> **Task inputs**:
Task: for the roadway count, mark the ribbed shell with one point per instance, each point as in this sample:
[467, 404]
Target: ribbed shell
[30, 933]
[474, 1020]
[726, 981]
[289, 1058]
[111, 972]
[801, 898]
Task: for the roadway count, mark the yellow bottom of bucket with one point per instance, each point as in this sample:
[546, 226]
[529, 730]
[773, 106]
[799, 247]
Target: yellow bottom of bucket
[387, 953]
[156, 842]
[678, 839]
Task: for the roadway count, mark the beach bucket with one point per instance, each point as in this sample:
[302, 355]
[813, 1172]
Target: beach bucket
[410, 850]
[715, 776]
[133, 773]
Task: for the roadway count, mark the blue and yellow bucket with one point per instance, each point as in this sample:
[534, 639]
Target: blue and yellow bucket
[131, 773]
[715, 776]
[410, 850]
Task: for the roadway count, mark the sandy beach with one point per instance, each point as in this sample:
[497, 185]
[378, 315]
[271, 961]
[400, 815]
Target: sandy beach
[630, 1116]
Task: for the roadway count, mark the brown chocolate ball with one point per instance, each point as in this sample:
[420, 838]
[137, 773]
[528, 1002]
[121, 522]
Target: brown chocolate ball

> **Instructions for the task**:
Reproduce all of the entries above word for word, with nothing changed, added, or left out.

> **Finished answer**:
Task: for the roadway count, mark the ribbed shell with one point per instance, each point as in this sample:
[467, 404]
Target: ribbed shell
[30, 933]
[474, 1020]
[726, 981]
[289, 1058]
[111, 972]
[801, 898]
Task: for the roadway count, mark the yellow bottom of bucket with one point per instance, each point as in this sample:
[546, 226]
[529, 730]
[773, 106]
[799, 247]
Target: yellow bottom of bucket
[387, 953]
[156, 842]
[678, 839]
Task: for the roadway count, mark the beach bucket with one point per instance, each point as in this sample:
[302, 355]
[813, 1172]
Target: beach bucket
[410, 850]
[715, 776]
[133, 773]
Task: for the roadway count, mark the blue and yellow bucket with one point per instance, each point as in this sample:
[534, 639]
Target: blue and yellow bucket
[131, 773]
[715, 776]
[410, 850]
Task: for the roadway count, mark the sandy beach with one point per instance, each point as in this sample:
[497, 185]
[378, 315]
[271, 961]
[400, 815]
Target: sandy beach
[630, 1116]
Task: for the roadway count, mark the brown chocolate ball with one point per instance, each point as in this sample:
[420, 838]
[137, 773]
[528, 1002]
[121, 522]
Target: brown chocolate ball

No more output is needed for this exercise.